- Prompt:
Go through the entries and transcribe each one exactly, dropping the pictures.

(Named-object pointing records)
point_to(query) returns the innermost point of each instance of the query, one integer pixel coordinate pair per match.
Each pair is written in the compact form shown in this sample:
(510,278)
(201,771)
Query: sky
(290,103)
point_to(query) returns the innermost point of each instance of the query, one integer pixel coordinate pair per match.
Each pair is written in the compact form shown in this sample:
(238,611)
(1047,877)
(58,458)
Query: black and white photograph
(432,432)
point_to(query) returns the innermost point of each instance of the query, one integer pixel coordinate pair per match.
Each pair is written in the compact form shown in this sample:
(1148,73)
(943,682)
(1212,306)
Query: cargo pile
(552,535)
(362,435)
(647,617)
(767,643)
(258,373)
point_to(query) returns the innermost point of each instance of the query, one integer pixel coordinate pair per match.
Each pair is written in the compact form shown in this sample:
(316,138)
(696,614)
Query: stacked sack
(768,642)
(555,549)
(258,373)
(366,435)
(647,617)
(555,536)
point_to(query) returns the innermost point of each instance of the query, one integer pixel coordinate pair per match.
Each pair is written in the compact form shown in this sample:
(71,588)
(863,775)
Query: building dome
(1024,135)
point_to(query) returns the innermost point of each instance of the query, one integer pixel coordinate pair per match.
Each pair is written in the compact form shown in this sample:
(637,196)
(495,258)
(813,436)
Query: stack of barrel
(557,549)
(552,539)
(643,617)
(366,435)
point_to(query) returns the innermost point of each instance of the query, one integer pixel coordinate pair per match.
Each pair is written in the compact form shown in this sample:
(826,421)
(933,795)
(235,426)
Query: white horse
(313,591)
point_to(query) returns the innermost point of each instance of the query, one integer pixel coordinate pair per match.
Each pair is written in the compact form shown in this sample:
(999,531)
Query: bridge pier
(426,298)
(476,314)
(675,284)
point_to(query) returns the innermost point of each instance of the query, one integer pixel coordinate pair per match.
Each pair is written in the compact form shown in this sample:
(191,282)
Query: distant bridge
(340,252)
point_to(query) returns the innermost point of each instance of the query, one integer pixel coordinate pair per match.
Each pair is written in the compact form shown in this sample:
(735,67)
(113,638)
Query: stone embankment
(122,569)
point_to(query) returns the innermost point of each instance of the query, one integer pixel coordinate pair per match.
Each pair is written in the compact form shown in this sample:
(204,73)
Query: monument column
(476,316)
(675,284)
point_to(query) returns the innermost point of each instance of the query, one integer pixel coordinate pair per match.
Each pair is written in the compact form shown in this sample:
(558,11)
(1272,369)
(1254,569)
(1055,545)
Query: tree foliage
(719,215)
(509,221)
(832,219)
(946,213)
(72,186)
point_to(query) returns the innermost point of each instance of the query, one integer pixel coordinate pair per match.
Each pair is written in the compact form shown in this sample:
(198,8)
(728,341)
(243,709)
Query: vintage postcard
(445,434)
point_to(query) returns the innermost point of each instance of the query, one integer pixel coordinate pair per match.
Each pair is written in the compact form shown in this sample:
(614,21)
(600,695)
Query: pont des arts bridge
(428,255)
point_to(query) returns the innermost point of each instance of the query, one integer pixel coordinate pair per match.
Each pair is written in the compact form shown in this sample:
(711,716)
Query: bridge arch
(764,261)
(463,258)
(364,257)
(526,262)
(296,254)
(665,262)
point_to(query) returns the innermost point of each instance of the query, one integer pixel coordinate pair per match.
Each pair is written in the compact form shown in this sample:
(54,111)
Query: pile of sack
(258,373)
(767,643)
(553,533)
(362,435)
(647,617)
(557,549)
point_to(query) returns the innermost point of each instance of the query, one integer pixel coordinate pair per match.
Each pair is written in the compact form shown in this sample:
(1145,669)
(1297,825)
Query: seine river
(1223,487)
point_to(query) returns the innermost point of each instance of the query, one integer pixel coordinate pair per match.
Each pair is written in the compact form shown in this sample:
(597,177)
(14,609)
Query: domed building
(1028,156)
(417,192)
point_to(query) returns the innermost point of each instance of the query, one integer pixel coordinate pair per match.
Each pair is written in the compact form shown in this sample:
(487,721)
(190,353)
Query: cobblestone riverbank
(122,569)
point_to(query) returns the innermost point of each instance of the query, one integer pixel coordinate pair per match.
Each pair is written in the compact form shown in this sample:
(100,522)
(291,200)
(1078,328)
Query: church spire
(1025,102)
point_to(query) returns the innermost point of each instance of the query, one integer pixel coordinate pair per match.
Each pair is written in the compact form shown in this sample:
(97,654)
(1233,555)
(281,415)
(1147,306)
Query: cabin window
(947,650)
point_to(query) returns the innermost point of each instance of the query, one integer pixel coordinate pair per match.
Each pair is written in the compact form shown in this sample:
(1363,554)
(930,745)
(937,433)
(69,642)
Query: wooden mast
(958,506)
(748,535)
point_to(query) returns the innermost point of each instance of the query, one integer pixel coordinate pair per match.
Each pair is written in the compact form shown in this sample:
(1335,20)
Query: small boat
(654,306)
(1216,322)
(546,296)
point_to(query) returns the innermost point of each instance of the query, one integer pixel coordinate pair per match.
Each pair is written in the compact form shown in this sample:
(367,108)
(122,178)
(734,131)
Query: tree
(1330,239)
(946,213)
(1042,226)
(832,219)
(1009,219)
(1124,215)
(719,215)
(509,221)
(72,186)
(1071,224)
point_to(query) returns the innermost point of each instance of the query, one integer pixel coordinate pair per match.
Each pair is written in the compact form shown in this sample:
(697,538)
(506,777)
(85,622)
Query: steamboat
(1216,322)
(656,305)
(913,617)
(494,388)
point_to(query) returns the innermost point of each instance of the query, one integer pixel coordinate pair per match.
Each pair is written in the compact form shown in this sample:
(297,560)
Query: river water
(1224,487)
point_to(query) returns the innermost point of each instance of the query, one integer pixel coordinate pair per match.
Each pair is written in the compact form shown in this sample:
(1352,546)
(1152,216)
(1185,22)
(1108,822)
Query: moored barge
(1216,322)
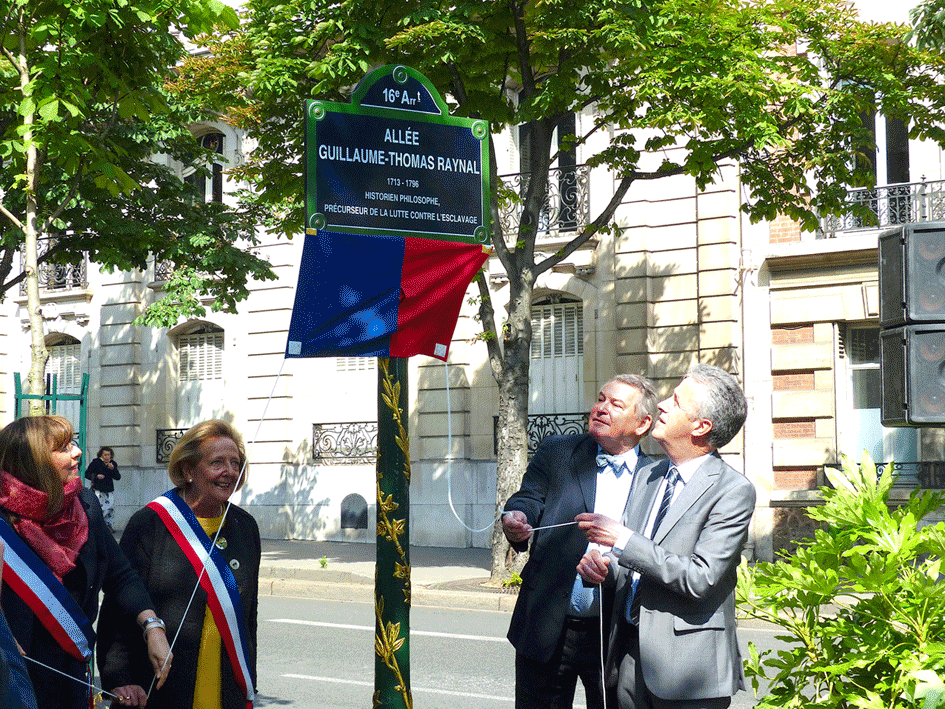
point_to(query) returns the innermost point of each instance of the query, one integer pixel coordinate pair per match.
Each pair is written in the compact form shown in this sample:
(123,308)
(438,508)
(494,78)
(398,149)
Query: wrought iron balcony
(58,276)
(344,443)
(890,205)
(164,441)
(927,474)
(566,206)
(540,426)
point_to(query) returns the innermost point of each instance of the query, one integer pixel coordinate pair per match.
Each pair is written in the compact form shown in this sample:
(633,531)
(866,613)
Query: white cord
(449,459)
(76,679)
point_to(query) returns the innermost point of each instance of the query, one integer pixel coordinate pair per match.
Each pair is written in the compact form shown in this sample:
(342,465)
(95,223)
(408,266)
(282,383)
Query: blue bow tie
(614,462)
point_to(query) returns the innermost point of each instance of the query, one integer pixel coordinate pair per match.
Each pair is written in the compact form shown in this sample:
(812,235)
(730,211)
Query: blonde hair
(186,453)
(26,447)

- Full response:
point_to(query) returns the innermost point of each instance of the query, one integer pixel coordinate pair per match.
Each pair is written in the compact form shown in this sample:
(510,278)
(201,771)
Query: sky
(290,103)
point_to(query) returns the innermost point of each instance of the query, one integer pixel coordinate pair per match.
Each pair is written in the compact form shown in this sample:
(238,611)
(1047,877)
(58,458)
Query: black and white photograph
(432,432)
point_to(query) returns the innermost point of each instance of the query, one integer pixel coordinate pair per match.
Each pair is written in the compact form shown in this sample:
(1148,73)
(943,682)
(1212,306)
Query: cargo pile
(552,535)
(362,435)
(647,617)
(767,643)
(258,373)
point_to(query) returns the innermost point of each instance of the query, one integer pixel coordinate pair per match.
Each pair is written in the compact form shown in this sample:
(316,138)
(696,614)
Query: stacked sack
(768,642)
(555,549)
(258,373)
(366,435)
(647,617)
(555,536)
point_to(query) returns the innermost point of each instance of the query, one integer pixel coordinate pair per match.
Each pair is written in the compact form shown in this sample:
(71,588)
(863,775)
Query: building dome
(1024,135)
point_to(query) returns the innermost point of each instance of the query, one integer pixel coordinate pair per match.
Each pair is written in the compact form shown in this sample:
(637,196)
(495,258)
(813,436)
Query: stack of barrel
(557,549)
(552,539)
(643,617)
(366,435)
point_to(query) returns the innermost point of each instance of the query, one integer pixel coordinate pair per match.
Each pair is written in the compact form shown in this sample:
(826,421)
(933,795)
(235,426)
Query: white horse
(313,591)
point_to(query) returns the innermost point of each instance of the query, one integer pixel coordinate pair per match.
Each pair is written in the compact form shown in this sample:
(999,531)
Query: bridge pier
(426,298)
(476,314)
(675,284)
point_to(query) returns the innermost point of each instance of the query, one integer pixel coordinate pair per match.
Each pair is written in the compact form shown in this sample:
(191,282)
Query: distant bridge
(340,252)
point_to(query) returns the innermost point of each instance of the query, one integer pixel coordinate pair per match.
Each pair is written in the compact form shown in this sample:
(735,67)
(113,638)
Query: stone embankment
(122,569)
point_to(query) returns the innermost point of each instance of the query, one integer pixel coordinate pair per match.
Each pair is written in the compact form shown in this sample:
(204,73)
Query: monument column
(476,316)
(675,284)
point_to(query) returns the innermost point of each instance of the query, one integer pixel coordinate pair per match.
Each pair is written in the compact form shown in this sample:
(558,11)
(1272,369)
(1254,569)
(1055,545)
Query: tree foliage
(719,215)
(509,221)
(832,219)
(946,213)
(72,186)
point_to(query) returns the innermost point of each instance of the query, one integer pixel coordinate pair per match.
Each pair is written in the compact form shown in this sample:
(198,8)
(728,341)
(243,709)
Query: vintage postcard
(445,434)
point_to(query) returns the innermost point of each instance of the query, one integer pixel coordinate pair per match.
Each pair is written in the compact form shown in this sample:
(614,21)
(600,695)
Query: pont des arts bridge
(428,255)
point_to(query) returns the innermost point of each instance of the query, one integer pixel coordinate pair per match.
Each pair is written in the compact form shown in this sample:
(711,716)
Query: bridge arch
(764,261)
(463,258)
(364,257)
(526,262)
(296,254)
(665,262)
point_to(query) returns the innermost point of each instance of the query, one integer pixel coordinate pair per match.
Each pair is written in the compact form shown in this sample:
(54,111)
Query: pile of sack
(258,373)
(767,643)
(553,533)
(362,435)
(647,617)
(557,549)
point_to(query) returns the innermost point of each instance of the query, one integer pixel coordinate pair per match.
Each pair is written in the compact form shown in this sample:
(1145,669)
(1297,825)
Query: seine river
(1223,487)
point_to(query) returns the innermost point of each instance of the query, one integer pixel coordinate pair per match.
Each pair is written in the compact form shown in this sample:
(597,177)
(14,609)
Query: domed building
(1028,156)
(417,192)
point_to(query) returns the innermost point of each instance of the query, one integer pixel coordinate pair per match.
Each pair is written in the compact form shown in this sample:
(487,721)
(190,353)
Query: cobblestone riverbank
(122,569)
point_to(query) returns the innermost point of each instance of the query, one integer pixel coordinate pair per match.
Each pair is written in the compact form shown in this sample:
(100,522)
(291,200)
(1078,328)
Query: church spire
(1025,102)
point_to(query) returns the innermost point of each instance of the query, one integer pixel coordinate pair per match.
Each pair is written in the compact form shown in this sample:
(97,654)
(1233,555)
(281,415)
(1147,306)
Query: cabin window
(947,650)
point_to(query) returns the innermost point of each instance of the query, one integer pixel coordinate pair per match.
Each pair is written in the compact form shown in this sample:
(1363,554)
(930,745)
(937,433)
(69,642)
Query: wooden mast
(958,506)
(748,535)
point_to(query) returns the innermost point of each instance of the query, one integer pixel coordinate pair per match.
Each pair is written in the compact form shown in this sample:
(1335,20)
Query: small boat
(654,306)
(1216,322)
(546,296)
point_to(query) returns the innermost point of each instance of the query, one integer pixel coordinate pair per match.
Each pair is written in the compact form shown in this sample:
(367,108)
(122,178)
(734,131)
Query: tree
(1330,239)
(946,213)
(1042,226)
(832,219)
(1009,219)
(1124,215)
(719,215)
(509,221)
(72,186)
(1071,224)
point_to(query) returns the innermost point of each instance of the query, one integer pixel coordinate pair per match.
Each pair is written in the compact form shown in this sample:
(697,538)
(506,777)
(85,622)
Query: steamboat
(1216,322)
(656,305)
(913,617)
(494,388)
point_to(query) returns the innermost point of each instance of the query, one integer pixel coordinate pair per match.
Each pair is written in the compact form shown in this sample:
(297,560)
Query: river water
(1224,487)
point_to(query) returns the innermost point of each instance of the query, one integer pixel coordinate pair per match.
Each pair is written in the compact form shown in this sample:
(1352,546)
(1152,216)
(1185,22)
(1108,822)
Query: moored barge
(1216,322)
point_to(query) returns the innermost point of each instance of the query, one integer pixel coordinate pair per match.
Each pair is written in the compact form shown in this sample:
(123,308)
(438,508)
(494,78)
(398,149)
Query: wrought iron balcony
(58,276)
(344,443)
(890,205)
(164,441)
(927,474)
(566,206)
(540,426)
point_to(query) returns the innermost point of each instance of the query, one integer pixel coordinate pair per match.
Each pair is written in the compact form shown in this sample:
(633,531)
(866,613)
Query: white cord
(449,459)
(76,679)
point_to(query) returns the innermost point of each instance of the query, one integer pixel coordinate pair per match.
Each pair is written in the compact form shown in this sample:
(342,465)
(95,223)
(408,266)
(282,383)
Query: blue bow tie
(614,462)
point_to(query) returns the innermost point of each instance of the query, one integer pixel coordinate pair per match.
Each pair is written in the compact form shown in this sample:
(812,235)
(730,211)
Query: blonde hair
(186,453)
(26,447)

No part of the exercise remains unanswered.